The name FULTON does not have anything to do with fowlers town. You are thinking of another Scottish surname, Fullerton, which is derived from Fowlers Town.
FULTON is derived from two Old English (Anglo Saxon) words:
FUL meaning a dirty or muddy place, and TUN meaning an inhabited place. The word TON is often part of English place names.
The surname FULTON would seem to have been adopted by a family who lived in a marshy area.
The earliest reference I have been able to find is of a family with three brothers who appeared on The Ragmans Roll. The family held a feudum in Renfrewshire, between Bridge of Weir and Linwood, from The Abbot and Monks of Paisley Abbey.
The surname also appears in Ayrshire, and is often associated with Beith. The Fulton family became landholders in Ayrshire. They may or may not have been connected with the Renfrewshire family.
Fulton is now a common name in Ayrshire, Renfrewshire and the west of Scotland generally.

• **Raw records**:
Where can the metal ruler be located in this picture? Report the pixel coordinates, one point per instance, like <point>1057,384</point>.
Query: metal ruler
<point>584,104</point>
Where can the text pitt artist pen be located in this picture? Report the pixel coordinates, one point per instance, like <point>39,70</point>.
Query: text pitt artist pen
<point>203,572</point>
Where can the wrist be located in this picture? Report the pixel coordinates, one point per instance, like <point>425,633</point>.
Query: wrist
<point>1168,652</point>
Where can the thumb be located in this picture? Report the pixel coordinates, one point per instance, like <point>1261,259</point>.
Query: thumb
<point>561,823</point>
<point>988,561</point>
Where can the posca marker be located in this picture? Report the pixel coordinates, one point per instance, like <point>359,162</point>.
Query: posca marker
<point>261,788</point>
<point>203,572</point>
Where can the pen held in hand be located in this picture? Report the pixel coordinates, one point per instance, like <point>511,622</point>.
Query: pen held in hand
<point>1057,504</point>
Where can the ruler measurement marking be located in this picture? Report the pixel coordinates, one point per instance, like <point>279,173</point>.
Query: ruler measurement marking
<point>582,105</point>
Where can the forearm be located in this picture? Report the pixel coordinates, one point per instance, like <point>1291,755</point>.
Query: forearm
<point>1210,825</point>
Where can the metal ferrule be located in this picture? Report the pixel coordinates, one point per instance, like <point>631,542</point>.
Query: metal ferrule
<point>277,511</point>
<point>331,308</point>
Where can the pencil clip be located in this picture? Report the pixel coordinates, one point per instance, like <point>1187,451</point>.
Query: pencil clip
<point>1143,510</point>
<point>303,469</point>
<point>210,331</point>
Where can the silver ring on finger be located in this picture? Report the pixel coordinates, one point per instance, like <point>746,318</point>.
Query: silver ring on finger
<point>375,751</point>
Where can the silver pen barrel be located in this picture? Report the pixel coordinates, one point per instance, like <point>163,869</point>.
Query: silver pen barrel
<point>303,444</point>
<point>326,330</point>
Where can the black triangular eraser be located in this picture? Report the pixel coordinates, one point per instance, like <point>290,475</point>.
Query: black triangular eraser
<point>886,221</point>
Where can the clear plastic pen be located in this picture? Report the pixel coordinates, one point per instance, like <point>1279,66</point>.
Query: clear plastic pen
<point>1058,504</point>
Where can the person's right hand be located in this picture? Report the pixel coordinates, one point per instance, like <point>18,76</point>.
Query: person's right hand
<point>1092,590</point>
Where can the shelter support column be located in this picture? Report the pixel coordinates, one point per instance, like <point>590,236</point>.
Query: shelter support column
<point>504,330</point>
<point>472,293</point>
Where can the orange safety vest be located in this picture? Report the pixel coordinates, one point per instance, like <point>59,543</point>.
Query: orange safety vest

• **Requirement A**: Translate this sentence from the passage on the Fulton surname into Spanish: "The surname FULTON would seem to have been adopted by a family who lived in a marshy area."
• **Requirement B**: Carry on the passage about the origin of the Fulton surname, starting after its last sentence.

• **Expected answer A**: El apellido FULTON parece haber sido adoptado por una familia que vivía en una zona pantanosa.

• **Expected answer B**:
Fulton is not Anglo Saxon- where do you get this stuff? It is a name from the Norse. Fulton's were in Ireland and the west of Scotland in the sixth century, they had settled around Dublin then came over to the west coast of Scotland. The Normans, if you look into history, that came over to Briton in 1066 were actually Vikings who had settled in France. That's why it's called Normandy, which translated as Norse men land and the name was first recorded in Roxburghshire in the twelfth century and was common in Ayrshire and around the lands in Paisley. Where I grew up there is East and West Fulton and Fulton woods. Fulton translates into English as Fowl Farm, it is not Gaelic for war. Fulton in Arran and the west coast is from the Clan McCloy.